>> START

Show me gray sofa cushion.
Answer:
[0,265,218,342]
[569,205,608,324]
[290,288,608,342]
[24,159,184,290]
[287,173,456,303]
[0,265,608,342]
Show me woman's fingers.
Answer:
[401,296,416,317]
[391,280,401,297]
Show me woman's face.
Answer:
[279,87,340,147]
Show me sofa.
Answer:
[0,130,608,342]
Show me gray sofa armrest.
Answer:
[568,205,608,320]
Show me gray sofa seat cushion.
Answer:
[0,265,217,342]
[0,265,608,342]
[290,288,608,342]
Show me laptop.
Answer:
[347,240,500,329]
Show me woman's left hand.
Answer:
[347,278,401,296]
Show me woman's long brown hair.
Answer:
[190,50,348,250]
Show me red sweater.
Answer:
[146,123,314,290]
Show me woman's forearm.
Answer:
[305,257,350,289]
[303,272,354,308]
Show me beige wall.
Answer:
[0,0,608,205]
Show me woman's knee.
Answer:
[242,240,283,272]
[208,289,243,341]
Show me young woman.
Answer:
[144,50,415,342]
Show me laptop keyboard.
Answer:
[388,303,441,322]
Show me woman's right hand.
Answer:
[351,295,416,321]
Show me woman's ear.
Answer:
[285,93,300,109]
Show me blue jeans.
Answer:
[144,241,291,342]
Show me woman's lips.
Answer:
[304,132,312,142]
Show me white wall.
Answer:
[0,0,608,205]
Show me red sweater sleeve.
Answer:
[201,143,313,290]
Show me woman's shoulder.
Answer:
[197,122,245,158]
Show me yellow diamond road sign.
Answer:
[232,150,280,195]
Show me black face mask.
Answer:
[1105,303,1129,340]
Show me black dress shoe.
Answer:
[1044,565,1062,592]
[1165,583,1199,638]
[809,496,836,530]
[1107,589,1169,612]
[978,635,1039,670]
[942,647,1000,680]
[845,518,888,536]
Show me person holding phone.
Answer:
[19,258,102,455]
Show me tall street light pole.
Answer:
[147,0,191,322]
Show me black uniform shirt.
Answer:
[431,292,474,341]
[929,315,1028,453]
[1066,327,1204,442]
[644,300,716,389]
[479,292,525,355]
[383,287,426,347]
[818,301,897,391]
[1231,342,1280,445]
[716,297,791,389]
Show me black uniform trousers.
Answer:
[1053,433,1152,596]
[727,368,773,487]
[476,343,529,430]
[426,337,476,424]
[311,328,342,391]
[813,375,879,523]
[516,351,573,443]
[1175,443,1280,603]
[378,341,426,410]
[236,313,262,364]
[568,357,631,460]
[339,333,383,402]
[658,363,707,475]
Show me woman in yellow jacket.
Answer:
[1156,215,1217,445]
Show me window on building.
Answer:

>> END

Work instructions ->
Reproduce the records from the line containing "Show me tall street light pole." through the end of the records, requests included, offsetting every bounding-box coordinate in the answers by -82.

Exercise response ->
Show me tall street light pole.
Answer:
[65,-82,109,240]
Show me black uniform shirt.
Answer:
[349,210,392,259]
[847,233,946,371]
[984,245,1122,360]
[562,218,634,307]
[397,210,443,273]
[301,205,344,265]
[736,219,815,309]
[1149,260,1198,363]
[634,215,709,307]
Show me black uniform trousers.
Answer:
[971,351,1070,514]
[645,286,691,405]
[394,261,447,348]
[344,255,394,342]
[229,246,260,309]
[731,293,797,441]
[434,269,491,361]
[1093,361,1198,521]
[296,259,344,328]
[154,231,180,282]
[486,275,549,378]
[257,251,301,320]
[576,281,625,393]
Show me woman in yellow jacket.
Answer:
[1074,133,1135,363]
Show me window on building.
Answer:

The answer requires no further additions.